## WORK TO DO
Can you repeat the stretch of the material below from the line containing "outline pink shirt" through the line containing "92 L 68 105", with both of those lines included?

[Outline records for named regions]
-*-*-

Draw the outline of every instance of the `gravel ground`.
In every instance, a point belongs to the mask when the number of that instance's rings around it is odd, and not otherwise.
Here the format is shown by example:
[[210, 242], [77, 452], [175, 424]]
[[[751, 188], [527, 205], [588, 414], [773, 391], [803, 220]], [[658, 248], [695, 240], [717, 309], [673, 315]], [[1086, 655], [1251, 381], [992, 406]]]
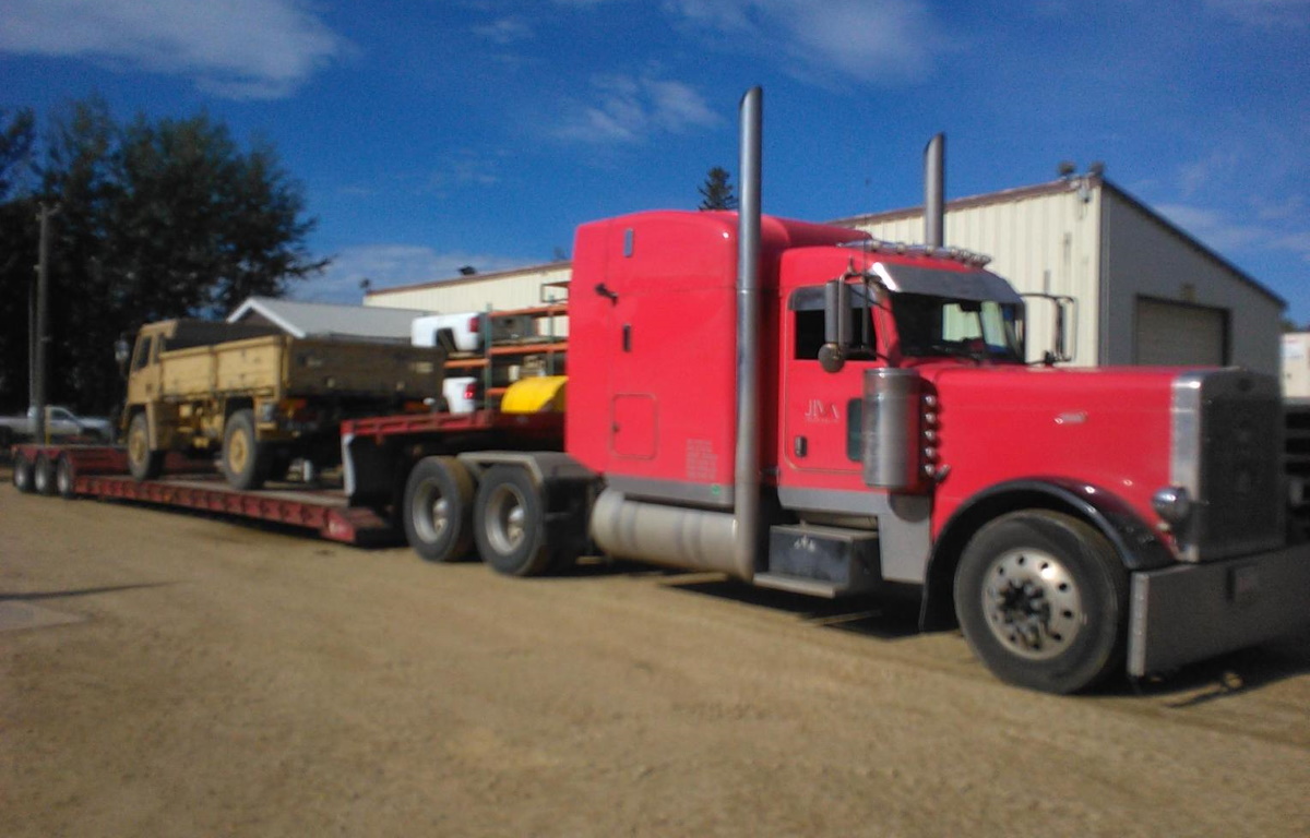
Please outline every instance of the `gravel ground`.
[[1310, 635], [1079, 698], [904, 608], [0, 486], [0, 834], [1310, 835]]

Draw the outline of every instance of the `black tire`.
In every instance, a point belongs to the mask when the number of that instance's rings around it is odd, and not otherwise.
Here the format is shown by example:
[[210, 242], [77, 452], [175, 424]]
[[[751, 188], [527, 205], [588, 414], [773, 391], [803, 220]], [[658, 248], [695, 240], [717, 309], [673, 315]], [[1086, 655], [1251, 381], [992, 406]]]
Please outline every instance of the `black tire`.
[[127, 470], [136, 481], [153, 481], [164, 470], [164, 452], [151, 448], [151, 427], [141, 411], [127, 426]]
[[955, 574], [973, 653], [1002, 681], [1085, 690], [1124, 664], [1128, 572], [1091, 525], [1028, 509], [973, 536]]
[[67, 456], [59, 458], [55, 464], [55, 491], [64, 500], [72, 500], [77, 496], [77, 474], [73, 471], [73, 462]]
[[223, 428], [223, 475], [233, 488], [253, 490], [269, 479], [270, 446], [255, 437], [254, 414], [238, 410]]
[[487, 470], [473, 508], [473, 534], [483, 562], [507, 576], [540, 576], [550, 570], [542, 500], [524, 469]]
[[455, 562], [473, 546], [474, 486], [455, 457], [424, 457], [405, 482], [405, 538], [427, 562]]
[[37, 462], [31, 466], [31, 487], [38, 495], [55, 494], [55, 464], [46, 452], [37, 454]]
[[22, 454], [13, 458], [13, 487], [24, 494], [31, 491], [31, 461]]

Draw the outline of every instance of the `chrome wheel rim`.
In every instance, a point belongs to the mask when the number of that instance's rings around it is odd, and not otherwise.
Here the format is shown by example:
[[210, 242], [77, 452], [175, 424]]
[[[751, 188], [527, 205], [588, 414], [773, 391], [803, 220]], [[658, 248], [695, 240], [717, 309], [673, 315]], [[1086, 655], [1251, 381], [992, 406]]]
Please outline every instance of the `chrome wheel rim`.
[[245, 471], [246, 460], [250, 457], [250, 446], [246, 443], [244, 431], [237, 431], [228, 437], [228, 469], [233, 474]]
[[431, 481], [414, 494], [414, 529], [426, 542], [440, 541], [451, 528], [451, 501]]
[[514, 553], [524, 539], [524, 499], [514, 486], [496, 486], [487, 501], [487, 541], [496, 553]]
[[982, 587], [982, 614], [992, 635], [1028, 660], [1066, 652], [1086, 614], [1073, 575], [1043, 550], [1011, 550], [992, 562]]

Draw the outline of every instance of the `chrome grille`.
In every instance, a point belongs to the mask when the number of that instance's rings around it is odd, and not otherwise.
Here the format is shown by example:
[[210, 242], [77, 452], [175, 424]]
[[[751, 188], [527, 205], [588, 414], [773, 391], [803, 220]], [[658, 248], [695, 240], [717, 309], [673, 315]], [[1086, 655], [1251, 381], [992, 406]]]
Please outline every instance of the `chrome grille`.
[[1277, 381], [1238, 369], [1179, 376], [1172, 473], [1195, 503], [1178, 533], [1184, 559], [1280, 546], [1286, 511]]

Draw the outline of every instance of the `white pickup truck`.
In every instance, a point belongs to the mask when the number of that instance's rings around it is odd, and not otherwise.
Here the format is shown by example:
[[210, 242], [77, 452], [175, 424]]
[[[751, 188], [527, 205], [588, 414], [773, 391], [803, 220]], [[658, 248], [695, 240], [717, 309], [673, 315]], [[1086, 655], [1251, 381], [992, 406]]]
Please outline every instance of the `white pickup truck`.
[[[461, 354], [476, 355], [485, 351], [487, 338], [491, 343], [532, 339], [537, 334], [536, 329], [537, 323], [529, 316], [491, 318], [478, 312], [424, 314], [410, 323], [410, 343], [422, 347], [440, 346], [448, 356], [458, 357]], [[486, 334], [489, 330], [490, 335]], [[447, 376], [441, 395], [452, 414], [470, 414], [482, 399], [482, 378]]]
[[[37, 409], [24, 416], [0, 416], [0, 448], [31, 439], [37, 428]], [[114, 423], [96, 416], [79, 416], [67, 407], [46, 407], [46, 432], [60, 441], [113, 443]]]

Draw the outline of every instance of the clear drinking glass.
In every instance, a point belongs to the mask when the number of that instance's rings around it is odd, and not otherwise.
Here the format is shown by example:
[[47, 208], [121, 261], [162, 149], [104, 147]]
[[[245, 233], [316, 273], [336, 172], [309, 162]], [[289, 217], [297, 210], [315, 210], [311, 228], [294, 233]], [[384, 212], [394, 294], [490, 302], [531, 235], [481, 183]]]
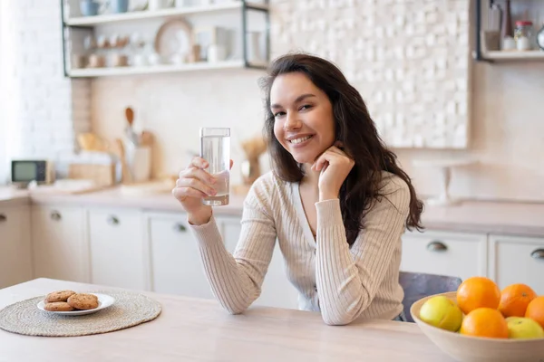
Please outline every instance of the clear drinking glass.
[[206, 168], [217, 177], [213, 186], [217, 190], [214, 196], [202, 199], [202, 204], [210, 206], [228, 205], [230, 181], [230, 129], [200, 129], [200, 157], [208, 161]]

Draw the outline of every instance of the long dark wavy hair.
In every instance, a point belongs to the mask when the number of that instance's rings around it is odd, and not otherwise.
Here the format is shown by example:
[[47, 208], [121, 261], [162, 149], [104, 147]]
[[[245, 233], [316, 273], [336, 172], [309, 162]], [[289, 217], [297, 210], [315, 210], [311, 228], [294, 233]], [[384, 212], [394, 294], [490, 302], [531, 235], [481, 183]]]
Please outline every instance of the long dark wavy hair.
[[409, 230], [422, 230], [420, 224], [423, 204], [418, 200], [412, 180], [396, 163], [396, 155], [387, 149], [378, 135], [363, 98], [330, 62], [305, 53], [293, 53], [277, 58], [268, 68], [267, 76], [260, 80], [265, 92], [265, 137], [273, 171], [287, 182], [300, 182], [303, 165], [298, 164], [274, 134], [274, 114], [270, 110], [270, 89], [280, 74], [301, 72], [329, 98], [335, 119], [335, 140], [355, 164], [340, 189], [340, 207], [347, 243], [352, 245], [364, 228], [364, 216], [376, 200], [386, 196], [382, 193], [382, 172], [401, 177], [410, 188], [410, 213], [406, 220]]

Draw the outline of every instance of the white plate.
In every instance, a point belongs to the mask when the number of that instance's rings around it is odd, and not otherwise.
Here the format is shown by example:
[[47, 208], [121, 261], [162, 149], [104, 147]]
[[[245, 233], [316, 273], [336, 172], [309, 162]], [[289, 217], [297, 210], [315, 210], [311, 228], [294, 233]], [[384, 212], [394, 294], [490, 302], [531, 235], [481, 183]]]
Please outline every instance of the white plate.
[[106, 309], [108, 307], [110, 307], [112, 304], [113, 304], [115, 302], [115, 298], [107, 295], [107, 294], [98, 294], [98, 293], [89, 293], [89, 294], [93, 294], [95, 296], [98, 297], [98, 307], [95, 308], [94, 310], [72, 310], [72, 311], [51, 311], [51, 310], [45, 310], [44, 309], [44, 307], [45, 307], [45, 301], [44, 300], [40, 300], [40, 302], [38, 303], [38, 309], [44, 310], [46, 313], [51, 313], [51, 314], [62, 314], [64, 316], [83, 316], [85, 314], [91, 314], [91, 313], [96, 313], [99, 310], [102, 310], [103, 309]]

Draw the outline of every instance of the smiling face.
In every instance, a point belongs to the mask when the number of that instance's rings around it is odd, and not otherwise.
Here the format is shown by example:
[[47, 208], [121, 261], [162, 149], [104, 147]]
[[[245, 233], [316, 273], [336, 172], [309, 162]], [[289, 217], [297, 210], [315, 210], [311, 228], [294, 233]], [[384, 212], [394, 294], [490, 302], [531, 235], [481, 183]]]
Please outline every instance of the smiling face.
[[305, 74], [276, 78], [270, 89], [274, 134], [298, 163], [313, 164], [335, 142], [333, 106]]

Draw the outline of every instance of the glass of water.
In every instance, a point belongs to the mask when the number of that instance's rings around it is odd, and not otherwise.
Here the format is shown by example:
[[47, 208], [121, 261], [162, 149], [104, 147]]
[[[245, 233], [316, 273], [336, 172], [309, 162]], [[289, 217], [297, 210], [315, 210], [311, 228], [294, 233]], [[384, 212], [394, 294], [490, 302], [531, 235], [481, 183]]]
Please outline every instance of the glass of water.
[[213, 185], [217, 194], [204, 197], [202, 204], [210, 206], [228, 205], [230, 129], [200, 129], [200, 157], [208, 161], [206, 171], [217, 177], [217, 182]]

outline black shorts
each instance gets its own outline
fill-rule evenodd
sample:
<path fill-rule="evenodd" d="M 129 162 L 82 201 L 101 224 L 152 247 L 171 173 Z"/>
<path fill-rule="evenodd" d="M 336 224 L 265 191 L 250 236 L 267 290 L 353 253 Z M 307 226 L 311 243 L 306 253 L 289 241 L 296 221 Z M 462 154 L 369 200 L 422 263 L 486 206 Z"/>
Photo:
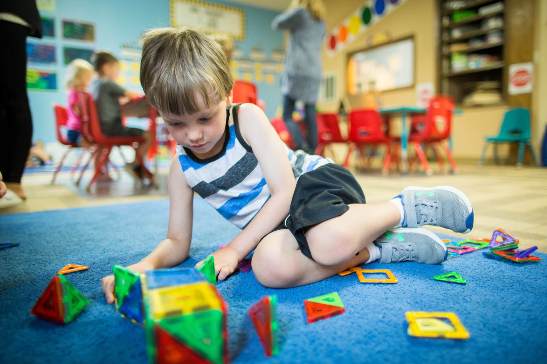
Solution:
<path fill-rule="evenodd" d="M 109 136 L 142 136 L 144 130 L 137 128 L 129 128 L 121 123 L 121 119 L 109 122 L 101 122 L 101 130 Z"/>
<path fill-rule="evenodd" d="M 321 166 L 296 182 L 289 215 L 270 233 L 288 229 L 302 254 L 313 259 L 304 232 L 307 228 L 340 216 L 350 204 L 365 204 L 365 195 L 350 171 L 337 164 Z"/>

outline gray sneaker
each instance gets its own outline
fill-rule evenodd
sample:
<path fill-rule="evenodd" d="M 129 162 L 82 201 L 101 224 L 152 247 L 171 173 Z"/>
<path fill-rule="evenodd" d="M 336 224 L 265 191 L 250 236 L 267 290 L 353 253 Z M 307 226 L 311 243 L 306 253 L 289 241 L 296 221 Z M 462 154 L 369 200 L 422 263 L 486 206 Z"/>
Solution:
<path fill-rule="evenodd" d="M 431 225 L 463 234 L 473 228 L 471 202 L 457 188 L 447 186 L 432 188 L 410 186 L 398 196 L 405 211 L 404 228 Z"/>
<path fill-rule="evenodd" d="M 380 262 L 440 264 L 446 260 L 446 246 L 435 233 L 423 228 L 395 228 L 374 241 L 380 248 Z"/>

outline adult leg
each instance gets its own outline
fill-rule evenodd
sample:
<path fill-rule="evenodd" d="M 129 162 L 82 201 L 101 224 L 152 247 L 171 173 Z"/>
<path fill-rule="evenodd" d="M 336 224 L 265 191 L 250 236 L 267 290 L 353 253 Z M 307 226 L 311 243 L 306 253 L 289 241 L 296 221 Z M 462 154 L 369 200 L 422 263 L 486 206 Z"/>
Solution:
<path fill-rule="evenodd" d="M 306 232 L 313 260 L 300 251 L 288 229 L 266 236 L 253 255 L 257 279 L 269 287 L 297 287 L 322 281 L 366 262 L 369 257 L 366 247 L 397 225 L 400 213 L 391 203 L 349 206 L 346 213 Z"/>
<path fill-rule="evenodd" d="M 293 136 L 293 140 L 294 140 L 296 148 L 301 149 L 306 146 L 304 145 L 304 137 L 298 126 L 293 120 L 293 111 L 294 111 L 294 103 L 296 100 L 292 99 L 288 95 L 283 95 L 283 120 L 285 122 L 287 128 Z"/>
<path fill-rule="evenodd" d="M 317 146 L 317 124 L 315 116 L 315 104 L 306 104 L 304 122 L 307 127 L 307 143 L 310 150 L 313 152 Z"/>
<path fill-rule="evenodd" d="M 6 185 L 24 197 L 21 177 L 30 150 L 32 120 L 26 91 L 27 28 L 0 20 L 5 57 L 0 57 L 0 170 Z"/>

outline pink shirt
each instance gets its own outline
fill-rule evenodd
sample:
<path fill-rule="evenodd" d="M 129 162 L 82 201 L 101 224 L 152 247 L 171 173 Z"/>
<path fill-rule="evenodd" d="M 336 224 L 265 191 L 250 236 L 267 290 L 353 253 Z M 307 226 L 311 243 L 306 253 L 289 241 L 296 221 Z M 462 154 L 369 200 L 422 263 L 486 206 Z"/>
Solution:
<path fill-rule="evenodd" d="M 78 92 L 75 88 L 71 88 L 68 92 L 68 105 L 67 107 L 68 118 L 67 120 L 66 127 L 69 130 L 82 133 L 82 117 L 74 112 L 74 109 L 72 109 L 73 105 L 78 105 L 79 106 L 78 94 Z"/>

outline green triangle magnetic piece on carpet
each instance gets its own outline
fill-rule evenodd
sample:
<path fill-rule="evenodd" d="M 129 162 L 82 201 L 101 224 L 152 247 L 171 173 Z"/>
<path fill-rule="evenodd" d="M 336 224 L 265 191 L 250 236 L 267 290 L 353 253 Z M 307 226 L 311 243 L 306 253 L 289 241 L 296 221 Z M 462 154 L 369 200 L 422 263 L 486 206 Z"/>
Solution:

-*-*-

## ANSWER TO THE TASK
outline pink shirt
each instance gets its own outline
fill-rule evenodd
sample:
<path fill-rule="evenodd" d="M 129 162 L 82 201 L 101 224 L 152 247 L 171 173 Z"/>
<path fill-rule="evenodd" d="M 336 224 L 265 191 L 250 236 L 267 290 L 353 253 Z M 307 226 L 311 243 L 306 253 L 289 241 L 296 221 Z M 462 154 L 369 200 L 422 263 L 486 206 Z"/>
Solution:
<path fill-rule="evenodd" d="M 78 92 L 75 88 L 71 88 L 68 92 L 68 105 L 67 107 L 68 118 L 67 120 L 66 127 L 69 130 L 82 133 L 82 117 L 74 112 L 74 109 L 72 109 L 73 105 L 78 105 L 79 106 L 78 94 Z"/>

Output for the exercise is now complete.